Texto de estudio ▸
========================================================================
Un estudioso de la pobreza urbana
PERFIL: JAVIER AUYERO
■ Doctor en Sociología, Javier Auyero es el director del Laboratorio de Etnografía Urbana en la Universidad de Texas, Estados Unidos.
■ Nació en Lomas de Zamora en 1966 y vivió en Banfield la mitad de su vida. Desde 1992 reside en Estados Unidos (primero en Nueva York y desde el 2008, en Austin, Texas).
■ Discípulo del historiador y sociólogo Chuck Tilly, se licenció en la Universidad de Buenos Aires y se doctoró en The New School for Social Research. Sus áreas de trabajo son la etnografía política, la pobreza urbana, la acción colectiva, los estudios latinoamericanos y la teoría social y cultural.
■ Recibió becas de la John Simon Guggenheim Foundation, de la Harry Frank Guggenheim Foundation, del American Council of Learned Societies y de la National Science Foundation.
========================================================================
Conjunto de filas ▸
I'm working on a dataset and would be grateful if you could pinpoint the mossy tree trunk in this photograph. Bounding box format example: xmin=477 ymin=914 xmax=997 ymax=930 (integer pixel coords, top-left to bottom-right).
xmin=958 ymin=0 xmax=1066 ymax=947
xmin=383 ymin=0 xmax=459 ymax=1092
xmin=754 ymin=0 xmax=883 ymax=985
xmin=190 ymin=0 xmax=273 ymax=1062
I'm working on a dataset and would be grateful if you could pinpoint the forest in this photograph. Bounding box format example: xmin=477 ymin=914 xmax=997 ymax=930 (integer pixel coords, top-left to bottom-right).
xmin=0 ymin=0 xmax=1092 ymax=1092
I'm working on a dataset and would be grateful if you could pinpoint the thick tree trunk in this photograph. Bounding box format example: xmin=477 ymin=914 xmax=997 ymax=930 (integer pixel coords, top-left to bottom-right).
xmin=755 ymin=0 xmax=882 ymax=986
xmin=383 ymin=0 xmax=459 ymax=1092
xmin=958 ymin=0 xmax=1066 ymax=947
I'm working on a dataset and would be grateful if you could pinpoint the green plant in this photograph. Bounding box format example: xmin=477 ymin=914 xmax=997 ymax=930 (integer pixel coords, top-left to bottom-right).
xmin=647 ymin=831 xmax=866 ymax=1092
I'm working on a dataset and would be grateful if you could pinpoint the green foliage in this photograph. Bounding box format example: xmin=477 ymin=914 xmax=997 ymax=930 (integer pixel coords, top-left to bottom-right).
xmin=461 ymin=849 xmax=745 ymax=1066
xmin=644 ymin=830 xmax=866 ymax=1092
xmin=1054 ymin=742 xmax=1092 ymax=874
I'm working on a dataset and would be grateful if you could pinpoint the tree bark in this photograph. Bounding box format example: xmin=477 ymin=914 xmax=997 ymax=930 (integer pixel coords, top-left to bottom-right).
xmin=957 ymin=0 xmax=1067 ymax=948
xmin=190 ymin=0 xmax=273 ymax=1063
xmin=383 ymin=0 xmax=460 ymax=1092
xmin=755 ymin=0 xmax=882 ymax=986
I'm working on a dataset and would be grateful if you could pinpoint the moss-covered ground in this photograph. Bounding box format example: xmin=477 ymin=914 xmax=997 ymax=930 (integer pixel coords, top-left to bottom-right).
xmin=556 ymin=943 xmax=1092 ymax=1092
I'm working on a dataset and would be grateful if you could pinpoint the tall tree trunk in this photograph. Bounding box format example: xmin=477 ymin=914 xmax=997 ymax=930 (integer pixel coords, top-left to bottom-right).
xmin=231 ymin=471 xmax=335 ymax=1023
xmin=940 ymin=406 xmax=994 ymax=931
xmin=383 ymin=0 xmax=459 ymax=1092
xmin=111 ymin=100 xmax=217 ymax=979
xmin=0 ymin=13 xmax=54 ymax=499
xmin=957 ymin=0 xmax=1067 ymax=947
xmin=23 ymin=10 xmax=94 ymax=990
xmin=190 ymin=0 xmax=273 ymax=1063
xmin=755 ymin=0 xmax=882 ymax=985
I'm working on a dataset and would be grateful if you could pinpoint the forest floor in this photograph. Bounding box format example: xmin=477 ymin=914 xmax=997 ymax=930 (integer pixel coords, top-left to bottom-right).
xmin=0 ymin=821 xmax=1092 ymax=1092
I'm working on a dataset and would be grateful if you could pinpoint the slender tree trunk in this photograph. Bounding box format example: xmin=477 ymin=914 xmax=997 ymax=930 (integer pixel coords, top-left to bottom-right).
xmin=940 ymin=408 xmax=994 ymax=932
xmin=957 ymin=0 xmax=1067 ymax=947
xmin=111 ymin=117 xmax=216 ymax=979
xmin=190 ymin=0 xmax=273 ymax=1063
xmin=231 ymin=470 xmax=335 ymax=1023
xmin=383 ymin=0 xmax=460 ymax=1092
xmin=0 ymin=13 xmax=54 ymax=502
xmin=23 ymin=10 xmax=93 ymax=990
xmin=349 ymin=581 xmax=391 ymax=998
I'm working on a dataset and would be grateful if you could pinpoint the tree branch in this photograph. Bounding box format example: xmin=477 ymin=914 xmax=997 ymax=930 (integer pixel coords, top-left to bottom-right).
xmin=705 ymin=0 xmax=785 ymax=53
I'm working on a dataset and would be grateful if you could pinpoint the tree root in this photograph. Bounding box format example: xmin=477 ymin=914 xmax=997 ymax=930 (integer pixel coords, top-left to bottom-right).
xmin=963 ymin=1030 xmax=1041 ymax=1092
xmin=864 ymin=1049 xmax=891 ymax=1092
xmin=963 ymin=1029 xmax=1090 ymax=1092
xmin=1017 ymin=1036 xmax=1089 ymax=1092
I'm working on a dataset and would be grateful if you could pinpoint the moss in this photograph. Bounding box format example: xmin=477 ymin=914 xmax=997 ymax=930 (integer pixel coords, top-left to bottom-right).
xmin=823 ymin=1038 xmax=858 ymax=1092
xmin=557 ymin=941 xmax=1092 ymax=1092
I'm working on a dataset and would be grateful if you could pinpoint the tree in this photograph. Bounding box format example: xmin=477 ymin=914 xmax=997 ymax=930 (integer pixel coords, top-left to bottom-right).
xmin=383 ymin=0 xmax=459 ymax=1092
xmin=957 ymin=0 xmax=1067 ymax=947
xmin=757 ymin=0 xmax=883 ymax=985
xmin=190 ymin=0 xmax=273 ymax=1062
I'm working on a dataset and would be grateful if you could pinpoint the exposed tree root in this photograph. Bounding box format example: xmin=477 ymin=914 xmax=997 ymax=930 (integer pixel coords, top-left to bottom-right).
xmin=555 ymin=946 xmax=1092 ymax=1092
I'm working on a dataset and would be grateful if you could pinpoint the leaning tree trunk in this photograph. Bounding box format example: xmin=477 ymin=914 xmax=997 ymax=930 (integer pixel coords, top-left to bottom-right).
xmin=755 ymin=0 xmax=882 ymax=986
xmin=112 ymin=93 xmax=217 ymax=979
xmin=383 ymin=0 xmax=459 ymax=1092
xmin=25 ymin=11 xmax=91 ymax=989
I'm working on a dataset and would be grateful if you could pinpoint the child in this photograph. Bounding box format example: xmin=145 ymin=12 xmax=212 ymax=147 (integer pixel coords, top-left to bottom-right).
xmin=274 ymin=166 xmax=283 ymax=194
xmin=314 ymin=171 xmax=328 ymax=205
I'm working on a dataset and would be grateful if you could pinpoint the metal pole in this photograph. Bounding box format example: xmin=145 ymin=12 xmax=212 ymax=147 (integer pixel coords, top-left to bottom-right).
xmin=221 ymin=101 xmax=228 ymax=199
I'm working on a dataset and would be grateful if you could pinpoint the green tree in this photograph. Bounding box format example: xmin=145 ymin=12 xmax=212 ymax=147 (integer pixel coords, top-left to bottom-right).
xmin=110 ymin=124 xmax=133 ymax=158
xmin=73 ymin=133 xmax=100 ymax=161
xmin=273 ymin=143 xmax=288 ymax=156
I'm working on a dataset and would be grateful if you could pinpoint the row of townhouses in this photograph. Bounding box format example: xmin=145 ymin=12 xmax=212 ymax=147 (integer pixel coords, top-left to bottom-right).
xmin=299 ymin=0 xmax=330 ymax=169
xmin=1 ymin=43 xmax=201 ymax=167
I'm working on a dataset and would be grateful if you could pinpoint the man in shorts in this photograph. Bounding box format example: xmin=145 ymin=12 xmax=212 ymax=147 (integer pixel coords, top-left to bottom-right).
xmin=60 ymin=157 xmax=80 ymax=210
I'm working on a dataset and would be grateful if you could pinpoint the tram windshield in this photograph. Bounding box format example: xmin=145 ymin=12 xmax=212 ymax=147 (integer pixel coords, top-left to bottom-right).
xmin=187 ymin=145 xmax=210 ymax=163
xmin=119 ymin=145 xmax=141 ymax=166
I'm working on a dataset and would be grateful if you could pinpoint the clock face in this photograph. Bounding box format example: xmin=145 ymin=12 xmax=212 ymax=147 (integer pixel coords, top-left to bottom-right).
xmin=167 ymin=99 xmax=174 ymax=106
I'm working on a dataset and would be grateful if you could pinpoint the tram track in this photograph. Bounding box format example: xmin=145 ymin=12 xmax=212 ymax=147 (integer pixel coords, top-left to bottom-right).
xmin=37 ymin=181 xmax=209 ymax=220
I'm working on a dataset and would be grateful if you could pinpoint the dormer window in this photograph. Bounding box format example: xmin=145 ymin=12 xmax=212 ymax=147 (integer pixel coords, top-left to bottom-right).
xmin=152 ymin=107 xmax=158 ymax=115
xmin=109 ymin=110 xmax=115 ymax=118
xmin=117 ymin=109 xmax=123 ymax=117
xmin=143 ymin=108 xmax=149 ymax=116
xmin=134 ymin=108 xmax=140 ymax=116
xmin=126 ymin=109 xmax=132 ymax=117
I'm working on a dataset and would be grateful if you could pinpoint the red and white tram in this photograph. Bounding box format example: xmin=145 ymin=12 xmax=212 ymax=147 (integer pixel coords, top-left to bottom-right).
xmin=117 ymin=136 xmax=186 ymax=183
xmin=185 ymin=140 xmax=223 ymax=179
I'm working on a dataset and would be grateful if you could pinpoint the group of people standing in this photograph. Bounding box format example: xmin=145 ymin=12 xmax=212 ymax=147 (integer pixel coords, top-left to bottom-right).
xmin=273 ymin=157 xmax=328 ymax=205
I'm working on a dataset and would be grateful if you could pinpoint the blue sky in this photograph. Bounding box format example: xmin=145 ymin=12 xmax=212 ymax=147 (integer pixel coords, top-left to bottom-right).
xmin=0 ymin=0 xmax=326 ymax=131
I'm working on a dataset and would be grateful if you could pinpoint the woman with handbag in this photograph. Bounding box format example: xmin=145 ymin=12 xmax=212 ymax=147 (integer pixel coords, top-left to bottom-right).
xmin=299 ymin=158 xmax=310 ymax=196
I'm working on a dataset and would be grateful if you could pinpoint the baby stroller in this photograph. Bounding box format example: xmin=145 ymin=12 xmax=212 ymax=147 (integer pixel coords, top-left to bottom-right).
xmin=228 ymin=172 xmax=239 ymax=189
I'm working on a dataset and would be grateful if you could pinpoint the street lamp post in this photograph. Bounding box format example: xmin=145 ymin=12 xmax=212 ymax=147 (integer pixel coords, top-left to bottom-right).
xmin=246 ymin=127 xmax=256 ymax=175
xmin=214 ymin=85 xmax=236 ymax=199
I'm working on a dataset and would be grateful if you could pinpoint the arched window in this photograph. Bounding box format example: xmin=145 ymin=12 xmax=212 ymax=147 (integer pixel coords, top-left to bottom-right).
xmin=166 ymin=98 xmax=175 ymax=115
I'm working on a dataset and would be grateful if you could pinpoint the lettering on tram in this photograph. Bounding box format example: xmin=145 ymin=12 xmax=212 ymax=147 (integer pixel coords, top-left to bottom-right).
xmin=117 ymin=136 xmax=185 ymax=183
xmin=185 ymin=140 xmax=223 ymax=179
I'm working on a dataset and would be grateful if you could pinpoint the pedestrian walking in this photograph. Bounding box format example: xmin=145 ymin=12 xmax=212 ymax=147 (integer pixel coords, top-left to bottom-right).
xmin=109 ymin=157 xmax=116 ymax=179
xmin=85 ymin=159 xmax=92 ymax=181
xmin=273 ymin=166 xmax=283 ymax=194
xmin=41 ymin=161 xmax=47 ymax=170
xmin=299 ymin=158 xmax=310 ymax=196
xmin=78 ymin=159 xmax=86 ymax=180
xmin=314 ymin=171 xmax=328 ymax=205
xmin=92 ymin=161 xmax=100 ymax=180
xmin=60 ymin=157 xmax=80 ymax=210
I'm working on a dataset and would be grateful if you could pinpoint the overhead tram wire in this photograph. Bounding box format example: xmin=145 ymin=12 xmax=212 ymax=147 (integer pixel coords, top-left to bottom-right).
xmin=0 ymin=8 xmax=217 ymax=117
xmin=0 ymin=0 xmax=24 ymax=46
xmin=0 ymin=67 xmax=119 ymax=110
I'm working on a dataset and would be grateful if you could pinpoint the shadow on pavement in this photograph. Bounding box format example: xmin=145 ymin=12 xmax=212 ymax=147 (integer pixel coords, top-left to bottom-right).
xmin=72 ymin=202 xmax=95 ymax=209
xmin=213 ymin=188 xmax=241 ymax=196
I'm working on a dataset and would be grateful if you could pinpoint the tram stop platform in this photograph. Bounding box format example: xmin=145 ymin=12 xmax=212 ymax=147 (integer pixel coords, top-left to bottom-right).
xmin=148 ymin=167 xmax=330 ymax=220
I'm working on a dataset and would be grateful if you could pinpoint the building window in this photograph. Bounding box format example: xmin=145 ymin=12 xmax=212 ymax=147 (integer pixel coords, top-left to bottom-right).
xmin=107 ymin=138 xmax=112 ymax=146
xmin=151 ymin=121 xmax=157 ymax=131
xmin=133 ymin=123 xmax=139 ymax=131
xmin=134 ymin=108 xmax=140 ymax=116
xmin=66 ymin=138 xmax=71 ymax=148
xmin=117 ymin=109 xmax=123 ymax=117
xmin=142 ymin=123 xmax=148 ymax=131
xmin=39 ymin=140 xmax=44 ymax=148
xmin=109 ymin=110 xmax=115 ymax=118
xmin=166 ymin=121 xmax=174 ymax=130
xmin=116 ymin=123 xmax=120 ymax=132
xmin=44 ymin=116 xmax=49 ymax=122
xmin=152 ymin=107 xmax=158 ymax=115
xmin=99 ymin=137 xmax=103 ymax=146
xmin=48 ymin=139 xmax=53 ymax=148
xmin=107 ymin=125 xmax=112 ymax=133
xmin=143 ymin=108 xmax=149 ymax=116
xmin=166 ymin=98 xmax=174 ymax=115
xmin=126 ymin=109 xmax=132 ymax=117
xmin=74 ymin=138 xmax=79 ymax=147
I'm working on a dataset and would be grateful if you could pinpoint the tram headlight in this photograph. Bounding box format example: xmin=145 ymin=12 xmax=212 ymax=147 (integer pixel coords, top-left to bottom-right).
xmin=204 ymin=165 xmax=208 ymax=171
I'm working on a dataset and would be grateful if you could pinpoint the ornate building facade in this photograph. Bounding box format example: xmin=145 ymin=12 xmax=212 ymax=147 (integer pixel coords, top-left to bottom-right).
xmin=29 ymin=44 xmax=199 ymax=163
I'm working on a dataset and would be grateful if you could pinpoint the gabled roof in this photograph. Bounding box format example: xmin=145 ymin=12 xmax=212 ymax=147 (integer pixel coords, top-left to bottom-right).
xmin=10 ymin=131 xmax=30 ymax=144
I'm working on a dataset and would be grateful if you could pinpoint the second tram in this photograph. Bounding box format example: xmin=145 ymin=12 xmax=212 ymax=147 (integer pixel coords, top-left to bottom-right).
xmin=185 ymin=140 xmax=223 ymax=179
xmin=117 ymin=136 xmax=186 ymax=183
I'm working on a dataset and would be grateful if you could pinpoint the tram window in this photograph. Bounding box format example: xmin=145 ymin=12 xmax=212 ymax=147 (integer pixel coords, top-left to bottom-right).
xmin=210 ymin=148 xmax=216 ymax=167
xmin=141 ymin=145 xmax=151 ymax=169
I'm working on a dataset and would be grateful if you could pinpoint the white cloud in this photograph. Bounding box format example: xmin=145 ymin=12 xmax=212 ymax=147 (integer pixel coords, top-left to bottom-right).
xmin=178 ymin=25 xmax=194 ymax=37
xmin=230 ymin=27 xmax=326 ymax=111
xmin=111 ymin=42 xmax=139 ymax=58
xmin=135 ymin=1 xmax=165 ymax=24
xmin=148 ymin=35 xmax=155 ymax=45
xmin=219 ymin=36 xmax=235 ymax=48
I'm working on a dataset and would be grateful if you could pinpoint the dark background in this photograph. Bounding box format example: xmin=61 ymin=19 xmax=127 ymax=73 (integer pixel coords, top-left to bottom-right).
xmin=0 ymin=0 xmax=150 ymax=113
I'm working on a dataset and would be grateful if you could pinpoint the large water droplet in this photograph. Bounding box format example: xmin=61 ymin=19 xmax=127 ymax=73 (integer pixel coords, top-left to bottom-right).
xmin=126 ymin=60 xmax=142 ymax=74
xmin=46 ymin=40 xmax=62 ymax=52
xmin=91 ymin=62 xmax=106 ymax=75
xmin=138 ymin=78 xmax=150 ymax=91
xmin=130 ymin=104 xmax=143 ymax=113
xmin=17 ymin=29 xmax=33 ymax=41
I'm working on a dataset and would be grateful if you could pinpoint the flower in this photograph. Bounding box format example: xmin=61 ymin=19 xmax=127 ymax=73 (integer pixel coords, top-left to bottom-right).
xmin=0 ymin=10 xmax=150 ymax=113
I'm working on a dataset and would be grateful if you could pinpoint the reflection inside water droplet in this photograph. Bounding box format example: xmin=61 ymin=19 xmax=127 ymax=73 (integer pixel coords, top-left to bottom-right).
========================================================================
Consignas del ejercicio ▸
**A.** Devuelve tal cual el fragmento del perfil de Javier Auyero que empieza en "Un estudioso de" y termina en "social y cultural.".
**B.** Según el perfil de Javier Auyero, ¿en qué ciudad reside desde 2008?

Respuestas por tarea ▸
**A.**
Un estudioso de la pobreza urbana
PERFIL: JAVIER AUYERO
■ Doctor en Sociología, Javier Auyero es el director del Laboratorio de Etnografía Urbana en la Universidad de Texas, Estados Unidos.
■ Nació en Lomas de Zamora en 1966 y vivió en Banfield la mitad de su vida. Desde 1992 reside en Estados Unidos (primero en Nueva York y desde el 2008, en Austin, Texas).
■ Discípulo del historiador y sociólogo Chuck Tilly, se licenció en la Universidad de Buenos Aires y se doctoró en The New School for Social Research. Sus áreas de trabajo son la etnografía política, la pobreza urbana, la acción colectiva, los estudios latinoamericanos y la teoría social y cultural.

**B.** En Austin, Texas.